#### Document text

CPCWiki forum

General Category => Programming => Topic started by: ervin on 04:13, 22 April 24

Title: triple buffering
Post by: ervin on 04:13, 22 April 24
Hi folks.

I'm experimenting with using the extra RAM in the 6128, and I've read a few posts about triple buffering.
I'm trying to figure out how I could benefit from triple buffering, and how to use it sensibly.
Can anyone offer some tips?
Or share any experiences with triple buffering?

Thanks!
Title: Re: triple buffering
Post by: andycadley on 07:31, 22 April 24
The problem with triple buffering on the CPC comes down to only having 64K of usable video memory and each screen display being 16K. If you can reduce the usable area down to 8K, I guess it would be more manageable although your screen would be tiny.

#### Collected data
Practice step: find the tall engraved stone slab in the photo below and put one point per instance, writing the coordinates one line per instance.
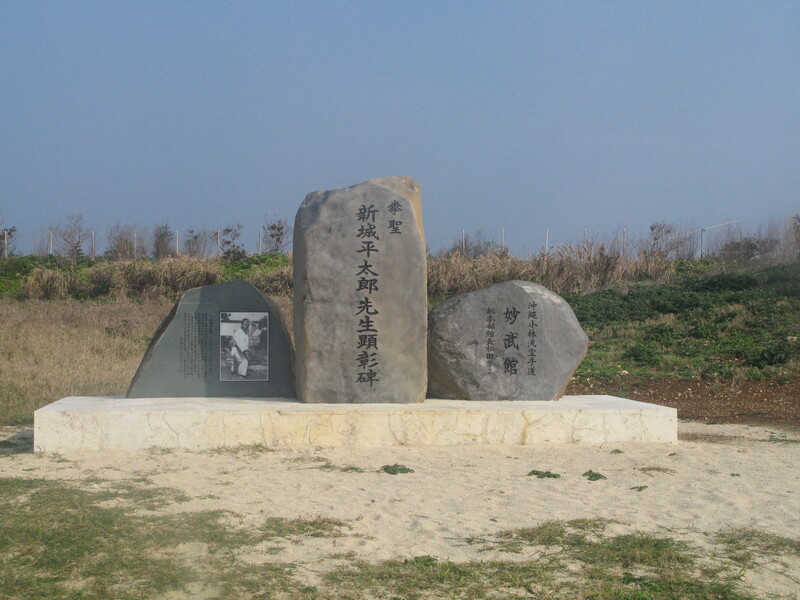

#### Actions to take
#1 According to the forum thread on triple buffering, why is triple buffering a problem on the CPC? Answer in one to three sentences.
#2 Extend the forum thread on triple buffering beyond its final post.
The data play no part in what follows.

#### Answers for the tasks
#1 The problem comes down to the CPC having only 64K of usable video memory while each screen display takes up 16K.

#2
There's also the issue of finding a convenient memory arrangement that lets you access the right pages of RAM both for reading graphics data and writing to whichever target screen you need at the time. The 128K banking arrangements aren't terribly helpful in that regards, especially given you need suitable locations for things like the interrupt handler and stack too.

It's probably less of an issue in a GX/Plus cartridge game, because you can bank ROM much more flexibly and RAM is a lot more plentiful when you don't need to store code in it. You also have the benefit of the screen split hardware which could help having to replicate things like a status bar in different banks.
Title: Re: triple buffering
Post by: McArti0 on 07:56, 22 April 24
You can create a system with software only for addresses 4000-7FFF based on jumps to other banks and use the C0, C4-7 settings
Then you have access to 3 buffers bank 0,2,3. Of course the firmware doesn't work. Mode 2 interrupts, common stack in each bank.
Title: Re: triple buffering
Post by: McArti0 on 08:25, 22 April 24
But we've already talked about this:
https://www.cpcwiki.eu/forum/index.php?msg=235994

Maybe tell us where you have doubts?
Title: Re: triple buffering
Post by: ervin on 14:25, 22 April 24
Thanks for your replies guys.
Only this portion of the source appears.